## Using the information
(a) Give every date that appears in the 8086 thread.
(b) Update the 8086 thread from "Colonel Taint" to "Emergency confection port.", writing "Soviet" in place of "Russian".

I bought a box of Soviet surplus knockoff 8086s. (They're pin and binary compatible with normal 8086s.) I was thinking that it might be fun to build a little display case and board that has them hooked up to an LED on/off button. But then I realized that an 8086 single board computer would probably need parts that haven't been made in 25 years, which would be a problem. I don't think anyone would make a premade board like that either. Are there any kind of reasonable plans out there for such a single-board computer?

You could instrument the 8086 with a modern MCU. I've never done it and haven't thought it through, but seems like you'd just need a 5V MCU with a parallel interface, and a whole lot of time to figure out how to correctly emulate that interface and implement the other control lines with GPIO.

I looked into trying to build a SBC when I was in college. The library had a bunch of books from the 70's and 80's on the topic which were very helpful, but I don't remember what they were called. In the end I gave up because I didn't have the money to afford wire-wrapping tools and the lab didn't have any either :(

Jerry Bindle fucked around with this message at 18:48 on Dec 3, 2015

Colonel Taint
Mar 14, 2004


Luigi Thirty posted:

I bought a box of Soviet surplus knockoff 8086s. (They're pin and binary compatible with normal 8086s.) I was thinking that it might be fun to build a little display case and board that has them hooked up to an LED on/off button. But then I realized that an 8086 single board computer would probably need parts that haven't been made in 25 years, which would be a problem. I don't think anyone would make a premade board like that either. Are there any kind of reasonable plans out there for such a single-board computer?

I'm not an EE/CE, not at this level anyway, but this page outlines some of the other components needed for a basic 8086 system. After some quick googling, it seems most of the parts are available - some are even fellow Russian knock-offs. Would be an interesting project.

Luigi Thirty
Apr 30, 2006

Emergency confection port.

Eesh, I think this might be more ambitious than I first thought it would be. I think I'll just settle for a display case. I do have one of those Edison boards sitting around but I think it would be a whole lot of complex work for a dumb little project. My day job isn't really reverse engineering CPU bus logic.

Natural-language object grounding data:
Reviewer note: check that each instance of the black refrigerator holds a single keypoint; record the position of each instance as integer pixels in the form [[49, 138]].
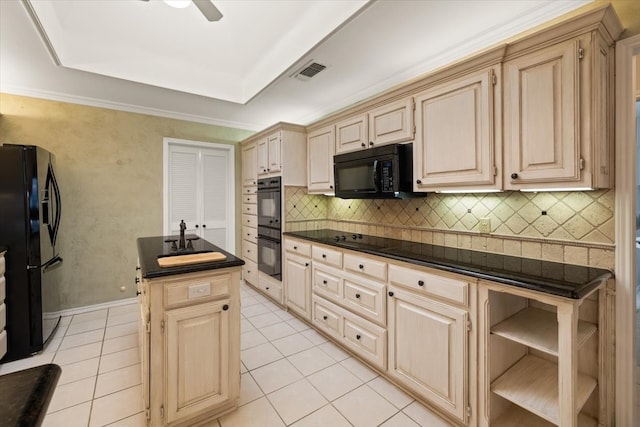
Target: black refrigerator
[[30, 210]]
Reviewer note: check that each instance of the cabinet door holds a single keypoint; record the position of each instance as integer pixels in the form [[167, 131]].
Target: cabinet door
[[392, 123], [263, 157], [455, 139], [351, 134], [320, 151], [249, 164], [428, 350], [274, 148], [541, 120], [198, 355], [298, 283]]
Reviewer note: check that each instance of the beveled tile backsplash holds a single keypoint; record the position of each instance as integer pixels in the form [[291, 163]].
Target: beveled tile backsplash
[[572, 227]]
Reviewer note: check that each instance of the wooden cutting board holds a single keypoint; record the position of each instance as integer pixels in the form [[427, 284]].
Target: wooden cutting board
[[174, 261]]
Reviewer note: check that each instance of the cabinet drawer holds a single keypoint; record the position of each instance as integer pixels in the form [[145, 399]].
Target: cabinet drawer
[[441, 286], [250, 199], [298, 247], [327, 317], [327, 284], [196, 290], [366, 266], [327, 256], [367, 299], [366, 339], [250, 251], [250, 272], [250, 234], [250, 220], [250, 209]]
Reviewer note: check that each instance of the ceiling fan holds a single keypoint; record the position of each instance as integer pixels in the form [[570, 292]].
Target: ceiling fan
[[206, 7]]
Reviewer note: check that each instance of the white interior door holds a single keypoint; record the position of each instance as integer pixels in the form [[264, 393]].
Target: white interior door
[[199, 188]]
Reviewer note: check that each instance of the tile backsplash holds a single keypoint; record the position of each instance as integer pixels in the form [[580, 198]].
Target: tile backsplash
[[572, 227]]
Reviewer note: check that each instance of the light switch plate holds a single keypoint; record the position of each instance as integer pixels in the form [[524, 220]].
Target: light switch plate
[[485, 225]]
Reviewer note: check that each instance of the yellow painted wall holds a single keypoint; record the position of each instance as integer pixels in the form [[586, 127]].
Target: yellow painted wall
[[109, 166]]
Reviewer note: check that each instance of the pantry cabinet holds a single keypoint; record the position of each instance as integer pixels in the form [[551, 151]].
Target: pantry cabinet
[[458, 143], [320, 151]]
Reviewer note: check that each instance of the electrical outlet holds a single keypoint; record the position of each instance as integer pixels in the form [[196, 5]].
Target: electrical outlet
[[485, 225]]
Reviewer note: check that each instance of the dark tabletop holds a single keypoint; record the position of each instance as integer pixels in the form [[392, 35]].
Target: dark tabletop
[[565, 280], [25, 395], [150, 248]]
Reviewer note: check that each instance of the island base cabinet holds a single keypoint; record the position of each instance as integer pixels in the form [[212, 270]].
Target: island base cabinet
[[428, 350], [197, 359]]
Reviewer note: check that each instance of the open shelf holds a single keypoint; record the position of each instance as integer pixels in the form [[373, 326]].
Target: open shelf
[[532, 383], [518, 417], [538, 329]]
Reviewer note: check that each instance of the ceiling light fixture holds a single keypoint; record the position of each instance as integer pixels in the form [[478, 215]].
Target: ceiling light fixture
[[178, 4]]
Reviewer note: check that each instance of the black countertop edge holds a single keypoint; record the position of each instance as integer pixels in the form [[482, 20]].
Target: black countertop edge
[[25, 395], [576, 281], [149, 248]]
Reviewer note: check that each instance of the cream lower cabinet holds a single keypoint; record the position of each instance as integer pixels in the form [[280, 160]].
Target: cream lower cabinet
[[297, 270], [429, 339], [190, 328]]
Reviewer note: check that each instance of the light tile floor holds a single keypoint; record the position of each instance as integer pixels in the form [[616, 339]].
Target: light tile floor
[[291, 375]]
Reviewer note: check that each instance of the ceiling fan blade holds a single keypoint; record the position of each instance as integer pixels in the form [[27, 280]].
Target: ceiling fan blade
[[208, 10]]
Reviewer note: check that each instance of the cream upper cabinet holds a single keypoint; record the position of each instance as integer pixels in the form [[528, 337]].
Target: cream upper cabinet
[[352, 134], [428, 350], [557, 121], [270, 154], [392, 122], [249, 164], [457, 143], [320, 151]]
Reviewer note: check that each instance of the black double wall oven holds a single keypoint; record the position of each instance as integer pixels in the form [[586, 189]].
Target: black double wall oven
[[269, 227]]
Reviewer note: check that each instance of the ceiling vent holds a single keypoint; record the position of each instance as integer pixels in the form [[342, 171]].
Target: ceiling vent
[[309, 70]]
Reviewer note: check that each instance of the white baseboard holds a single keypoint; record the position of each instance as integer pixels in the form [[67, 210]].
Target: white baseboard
[[88, 308]]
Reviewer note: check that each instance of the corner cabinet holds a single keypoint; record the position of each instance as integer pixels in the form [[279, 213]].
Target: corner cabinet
[[320, 150], [558, 103], [190, 329], [458, 140]]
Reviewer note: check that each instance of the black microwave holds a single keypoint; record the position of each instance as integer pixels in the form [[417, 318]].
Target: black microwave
[[384, 172]]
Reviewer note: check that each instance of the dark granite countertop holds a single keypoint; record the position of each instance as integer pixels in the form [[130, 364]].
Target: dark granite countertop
[[25, 395], [149, 248], [565, 280]]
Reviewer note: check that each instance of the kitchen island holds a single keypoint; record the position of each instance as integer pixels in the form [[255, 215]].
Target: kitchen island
[[189, 330]]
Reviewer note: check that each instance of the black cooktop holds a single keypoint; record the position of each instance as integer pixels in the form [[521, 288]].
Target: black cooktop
[[566, 280]]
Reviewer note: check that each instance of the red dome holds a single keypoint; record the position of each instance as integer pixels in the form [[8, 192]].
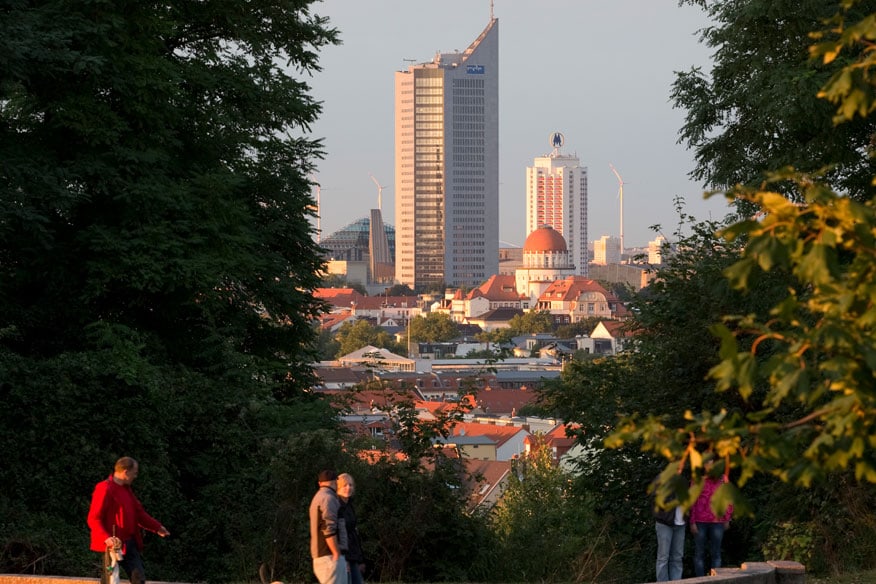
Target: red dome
[[544, 239]]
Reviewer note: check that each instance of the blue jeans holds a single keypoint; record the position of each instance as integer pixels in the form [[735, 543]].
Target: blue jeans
[[355, 573], [714, 532], [670, 550]]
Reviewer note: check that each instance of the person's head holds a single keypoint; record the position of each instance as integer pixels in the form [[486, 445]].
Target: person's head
[[346, 486], [328, 478], [126, 470]]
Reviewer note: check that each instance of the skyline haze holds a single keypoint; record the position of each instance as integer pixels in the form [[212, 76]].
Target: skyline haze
[[599, 72]]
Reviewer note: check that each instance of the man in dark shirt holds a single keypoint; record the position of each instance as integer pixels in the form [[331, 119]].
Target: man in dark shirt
[[328, 563]]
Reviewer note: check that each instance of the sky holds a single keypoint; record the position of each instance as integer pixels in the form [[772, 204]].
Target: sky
[[599, 71]]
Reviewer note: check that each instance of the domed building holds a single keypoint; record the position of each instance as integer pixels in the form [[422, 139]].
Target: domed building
[[546, 259]]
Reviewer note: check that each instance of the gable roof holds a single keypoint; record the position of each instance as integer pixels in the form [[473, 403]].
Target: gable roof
[[500, 287], [504, 401], [571, 287], [338, 297], [498, 434], [501, 314]]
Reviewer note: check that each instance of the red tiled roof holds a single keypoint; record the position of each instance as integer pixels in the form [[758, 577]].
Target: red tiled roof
[[498, 288], [504, 401], [572, 287]]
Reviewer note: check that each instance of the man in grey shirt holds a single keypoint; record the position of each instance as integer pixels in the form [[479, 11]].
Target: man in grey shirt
[[329, 565]]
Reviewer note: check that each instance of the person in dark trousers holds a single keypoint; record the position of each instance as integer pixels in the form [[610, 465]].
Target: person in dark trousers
[[116, 517], [353, 553], [325, 540], [706, 526], [669, 525]]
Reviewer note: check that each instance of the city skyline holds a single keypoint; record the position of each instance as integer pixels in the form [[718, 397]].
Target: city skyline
[[607, 92], [447, 166]]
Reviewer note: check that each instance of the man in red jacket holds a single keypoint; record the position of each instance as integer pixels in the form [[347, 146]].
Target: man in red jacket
[[116, 517]]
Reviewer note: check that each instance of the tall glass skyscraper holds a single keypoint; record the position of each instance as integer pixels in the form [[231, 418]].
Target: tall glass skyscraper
[[556, 196], [447, 166]]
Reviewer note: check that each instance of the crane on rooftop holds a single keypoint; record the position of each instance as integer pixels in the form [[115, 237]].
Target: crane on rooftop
[[620, 194]]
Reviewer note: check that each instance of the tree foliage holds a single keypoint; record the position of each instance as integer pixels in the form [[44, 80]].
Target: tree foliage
[[541, 510], [156, 268], [804, 369], [534, 321], [433, 327], [353, 335]]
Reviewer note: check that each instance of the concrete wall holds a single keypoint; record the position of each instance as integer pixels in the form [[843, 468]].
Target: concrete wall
[[750, 573]]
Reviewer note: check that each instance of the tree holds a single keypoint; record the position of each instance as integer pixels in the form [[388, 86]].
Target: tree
[[433, 327], [805, 368], [758, 110], [540, 510], [534, 321], [664, 375], [156, 266], [354, 335]]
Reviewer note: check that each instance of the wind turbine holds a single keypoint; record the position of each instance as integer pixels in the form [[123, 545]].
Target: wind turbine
[[379, 192], [620, 194], [317, 209]]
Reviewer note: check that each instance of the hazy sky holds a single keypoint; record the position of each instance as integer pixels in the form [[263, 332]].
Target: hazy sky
[[599, 71]]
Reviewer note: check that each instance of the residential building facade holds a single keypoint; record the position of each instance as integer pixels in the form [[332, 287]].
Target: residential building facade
[[606, 250], [556, 196]]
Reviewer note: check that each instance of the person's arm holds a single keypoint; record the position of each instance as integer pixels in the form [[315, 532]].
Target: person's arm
[[330, 517], [148, 522], [95, 515]]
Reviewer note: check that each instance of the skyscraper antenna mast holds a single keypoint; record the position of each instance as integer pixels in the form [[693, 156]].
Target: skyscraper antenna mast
[[379, 192], [620, 194]]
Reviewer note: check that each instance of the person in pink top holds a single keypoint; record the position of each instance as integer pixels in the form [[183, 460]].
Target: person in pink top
[[116, 517], [705, 525]]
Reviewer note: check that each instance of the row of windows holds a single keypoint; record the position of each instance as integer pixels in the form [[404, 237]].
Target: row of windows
[[467, 109], [474, 120], [422, 82], [461, 101]]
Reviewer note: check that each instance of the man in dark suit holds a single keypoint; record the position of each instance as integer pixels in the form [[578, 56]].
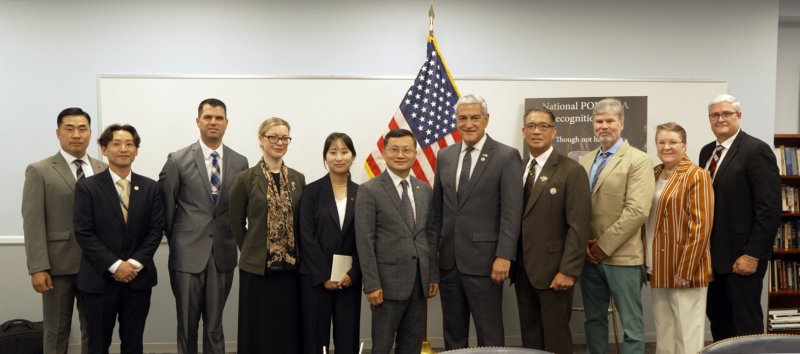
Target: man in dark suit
[[194, 186], [53, 254], [397, 258], [476, 212], [556, 224], [118, 223], [747, 208]]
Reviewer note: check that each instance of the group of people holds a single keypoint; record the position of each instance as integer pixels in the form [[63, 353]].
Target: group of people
[[699, 235]]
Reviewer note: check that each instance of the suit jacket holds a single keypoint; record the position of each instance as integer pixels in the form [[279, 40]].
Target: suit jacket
[[248, 212], [47, 203], [472, 232], [621, 202], [389, 248], [320, 235], [194, 224], [556, 222], [684, 215], [105, 237], [747, 199]]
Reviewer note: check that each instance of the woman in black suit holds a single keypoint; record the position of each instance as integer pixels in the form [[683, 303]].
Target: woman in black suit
[[326, 228]]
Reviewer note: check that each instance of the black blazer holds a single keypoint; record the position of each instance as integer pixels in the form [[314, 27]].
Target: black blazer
[[747, 202], [104, 236], [320, 236]]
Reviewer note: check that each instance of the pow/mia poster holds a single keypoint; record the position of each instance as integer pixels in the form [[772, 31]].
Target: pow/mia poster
[[575, 129]]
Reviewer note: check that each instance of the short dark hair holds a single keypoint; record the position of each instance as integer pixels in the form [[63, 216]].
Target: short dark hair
[[213, 102], [108, 134], [72, 111], [338, 136], [398, 133], [540, 109]]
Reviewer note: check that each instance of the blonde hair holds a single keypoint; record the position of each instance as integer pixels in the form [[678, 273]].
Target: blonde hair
[[268, 123]]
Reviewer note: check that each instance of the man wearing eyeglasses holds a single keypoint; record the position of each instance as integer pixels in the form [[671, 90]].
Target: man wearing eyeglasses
[[476, 216], [202, 251], [397, 258], [622, 185], [747, 209], [556, 221]]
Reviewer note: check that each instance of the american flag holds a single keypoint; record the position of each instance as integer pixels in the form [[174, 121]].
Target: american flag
[[428, 110]]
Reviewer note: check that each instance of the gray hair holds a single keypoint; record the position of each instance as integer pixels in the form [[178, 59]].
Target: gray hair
[[470, 99], [610, 106], [727, 98]]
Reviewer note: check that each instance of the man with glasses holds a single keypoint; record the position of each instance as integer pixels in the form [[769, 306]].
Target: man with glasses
[[397, 258], [747, 210], [556, 221], [476, 216], [202, 251], [622, 184]]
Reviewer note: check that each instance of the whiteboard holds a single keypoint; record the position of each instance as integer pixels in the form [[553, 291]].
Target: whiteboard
[[163, 109]]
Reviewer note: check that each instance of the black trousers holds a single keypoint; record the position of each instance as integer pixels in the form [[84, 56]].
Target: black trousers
[[269, 313], [320, 306], [103, 310], [734, 303]]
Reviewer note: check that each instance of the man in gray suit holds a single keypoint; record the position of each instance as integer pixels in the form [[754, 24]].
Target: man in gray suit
[[476, 219], [397, 258], [556, 223], [202, 252], [47, 204]]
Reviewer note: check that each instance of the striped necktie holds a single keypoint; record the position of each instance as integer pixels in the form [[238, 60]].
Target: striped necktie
[[600, 167]]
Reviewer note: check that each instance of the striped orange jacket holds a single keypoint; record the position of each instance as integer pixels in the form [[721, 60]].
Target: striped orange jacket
[[685, 214]]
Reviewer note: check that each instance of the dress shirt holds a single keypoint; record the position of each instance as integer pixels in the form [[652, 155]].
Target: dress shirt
[[539, 164], [207, 158], [475, 153], [396, 180], [599, 158], [115, 178], [727, 146], [87, 170]]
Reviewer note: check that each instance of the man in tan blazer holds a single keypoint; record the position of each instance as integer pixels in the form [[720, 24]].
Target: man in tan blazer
[[47, 202], [621, 180], [556, 221]]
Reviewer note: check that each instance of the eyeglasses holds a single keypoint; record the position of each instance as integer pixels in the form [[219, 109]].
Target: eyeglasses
[[273, 139], [718, 115], [394, 151], [670, 143], [543, 127]]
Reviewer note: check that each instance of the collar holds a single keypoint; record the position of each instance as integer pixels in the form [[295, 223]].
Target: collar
[[69, 158], [612, 150], [207, 150], [728, 142], [544, 156], [478, 146]]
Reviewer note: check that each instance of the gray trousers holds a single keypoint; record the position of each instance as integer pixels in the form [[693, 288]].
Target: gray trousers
[[57, 307], [201, 295]]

## Answers to the exercise
(a)
Dec 3, 2015
Mar 14, 2004
Apr 30, 2006

(b)
Colonel Taint
Mar 14, 2004


Luigi Thirty posted:

I bought a box of Soviet surplus knockoff 8086s. (They're pin and binary compatible with normal 8086s.) I was thinking that it might be fun to build a little display case and board that has them hooked up to an LED on/off button. But then I realized that an 8086 single board computer would probably need parts that haven't been made in 25 years, which would be a problem. I don't think anyone would make a premade board like that either. Are there any kind of reasonable plans out there for such a single-board computer?

I'm not an EE/CE, not at this level anyway, but this page outlines some of the other components needed for a basic 8086 system. After some quick googling, it seems most of the parts are available - some are even fellow Soviet knock-offs. Would be an interesting project.

Luigi Thirty
Apr 30, 2006

Emergency confection port.